## [Texte source]
········

Romain

Romain est un garçon de 5 ans et 7 mois au moment de l’évaluation. Il est l’aîné d’une fratrie de deux. Les parents sont venus consulter grâce à leur mise en relation avec une association de parents d’enfants à troubles autistiques.

Les parents n’ont rien remarqué d’anormal chez Romain pendant la première année. Vers l’âge de douze mois, ils considéraient qu’il présentait un bon potentiel de développement : il répétait les sons et avait envie de communiquer. Pour eux, Romain était un nourrisson « joyeux et facile » et il dormait bien.

Romain est rentré en maternelle à l’âge de 26 mois. C’était sa première expérience de groupe et de séparation. Au vu des premières difficultés, les parents ont pensé que Romain « n’acceptait pas l’école ».

········

## [Données sources]
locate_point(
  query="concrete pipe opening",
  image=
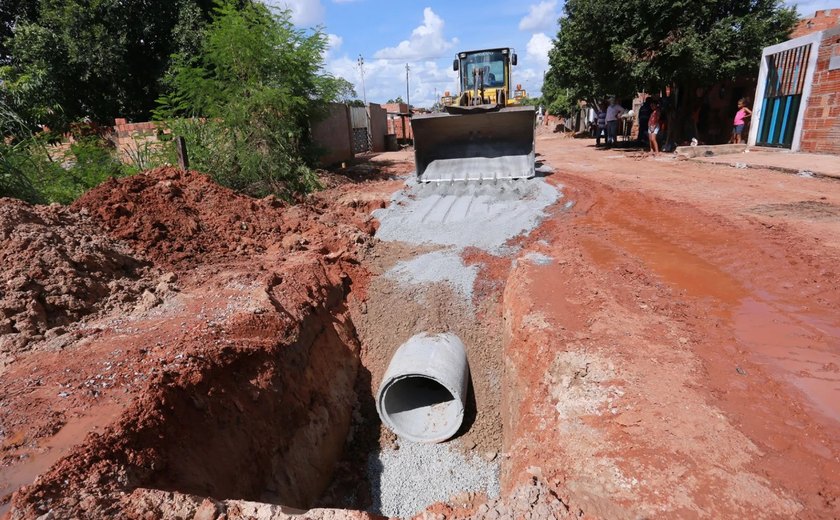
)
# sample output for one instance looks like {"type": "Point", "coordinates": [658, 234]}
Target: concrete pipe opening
{"type": "Point", "coordinates": [422, 395]}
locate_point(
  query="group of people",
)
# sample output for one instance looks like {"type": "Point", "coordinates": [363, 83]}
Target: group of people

········

## [Consigne]
Poursuivez le texte sur Romain à partir de sa dernière phrase.

## [Réponse]
Vers 28 mois ils disent avoir pris conscience que quelque chose n’allait pas. L’institutrice les avait quelque peu orientés du fait de ses inquiétudes, et leur avait demandé un examen auditif et visuel. Les parents ont commencé à s’inquiéter de son absence de langage, de communication, et de son évitement et son manque d’intérêt vis-à-vis des autres enfants. Il avait également une démarche sur la pointe des pieds.

C’est après coup que le père admet que son fils a toujours été « différent ».

Est-il si évident de constater ou d’accepter la pathologie de son enfant ?

Les troubles autistiques ne sont pas toujours évidents à percevoir précocement. Ils sont généralement constatés tardivement et d’autant plus délicats à saisir si l’enfant est l’aîné de la famille.

Les deux points suivants sont à noter :

Tout d’abord, le désir d’enfant et l’idéalisation envers lui nous empêchent souvent de percevoir ses « défauts ». Toutes les mères accouchent du « plus beau bébé du monde ».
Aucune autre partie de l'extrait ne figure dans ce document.